The task:
Extract the passage from the machine learning methods text from "Advanced Machine Learning" to "range of applications.", copying it word for word.

Extracted text:

------------------------------------------------------------

Advanced Machine Learning Method Development
HAIL focuses on developing statistical machine learning techniques that are at the core of modern AI. Our research generalizes real-world problems by proposing solutions grounded in cutting-edge mathematical and statistical methodologies. The ultimate goal is to create robust, highly-usable models that can be applied across a wide range of applications.
- Prediction with Graph Data: One of our longstanding research interests is exploring how to uncover the inherent structure of data and leverage it for modeling and prediction. This line of work, centered on graph neural networks and Transformer architectures, investigates multiple problems such as property prediction for molecular compounds, modeling drug responses and side effects, and generating entity embeddings through ontology structures. By advancing these methods, we aim to push the boundaries of structure-aware machine learning models, in order to handle complex data relationships effectively.
- Outlier Detection Using Transformer Models: Outlier detection, or finding the "weirdos" in a dataset, is a critical step in many data analysis pipelines. With the increasing complexity of modern data, the methods used to detect outliers are also becoming more sophisticated. Our research focuses on leveraging the power of Transformer architecture--which is widely used in natural language processing and other domains—-to develop efficient and effective methods for detecting outliers in large and complex datasets. By integrating Transformer models into outlier detection tasks, we aim to enhance the accuracy and robustness of identifying anomalies across various domains.

------------------------------------------------------------

Raw data:

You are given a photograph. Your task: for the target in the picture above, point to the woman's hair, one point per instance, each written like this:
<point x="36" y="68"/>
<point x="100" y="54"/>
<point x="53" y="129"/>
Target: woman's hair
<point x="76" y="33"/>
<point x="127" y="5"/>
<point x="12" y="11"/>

------------------------------------------------------------

Answer section:
Advanced Machine Learning Method Development
HAIL focuses on developing statistical machine learning techniques that are at the core of modern AI. Our research generalizes real-world problems by proposing solutions grounded in cutting-edge mathematical and statistical methodologies. The ultimate goal is to create robust, highly-usable models that can be applied across a wide range of applications.